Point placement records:

## start

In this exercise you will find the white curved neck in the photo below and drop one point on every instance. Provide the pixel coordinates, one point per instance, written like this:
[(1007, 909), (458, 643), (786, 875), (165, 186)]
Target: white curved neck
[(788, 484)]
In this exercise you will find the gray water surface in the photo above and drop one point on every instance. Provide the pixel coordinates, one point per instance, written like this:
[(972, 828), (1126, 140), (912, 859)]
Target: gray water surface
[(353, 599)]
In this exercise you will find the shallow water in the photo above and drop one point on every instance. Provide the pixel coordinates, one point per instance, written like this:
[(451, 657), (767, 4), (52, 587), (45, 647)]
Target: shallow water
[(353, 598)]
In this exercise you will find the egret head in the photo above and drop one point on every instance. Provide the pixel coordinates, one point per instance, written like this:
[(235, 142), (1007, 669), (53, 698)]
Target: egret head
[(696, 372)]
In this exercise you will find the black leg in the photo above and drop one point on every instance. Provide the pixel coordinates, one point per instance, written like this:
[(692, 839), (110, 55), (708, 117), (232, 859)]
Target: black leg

## end

_GIVEN PROBLEM_
Could you return, unchanged, the stretch of the material above from the line containing "In this exercise you will find the shallow" through the end of the material?

_FULL OUTPUT_
In this exercise you will find the shallow water in the photo above and drop one point on every instance. Provide the pixel coordinates, one point per instance, written like this:
[(451, 657), (767, 4), (52, 587), (45, 647)]
Target: shallow water
[(353, 598)]
In this exercise you will find the egret head in the photo above and drop one point on every instance. Provide the pixel coordinates, one point per instance, written like this:
[(235, 142), (1007, 669), (53, 698)]
Target: egret head
[(696, 372)]
In this exercise you will find the black leg in the photo above and drop one point on every instance. Provide the pixel coordinates, one point per instance, written like this:
[(692, 839), (110, 55), (708, 117), (232, 859)]
Target: black leg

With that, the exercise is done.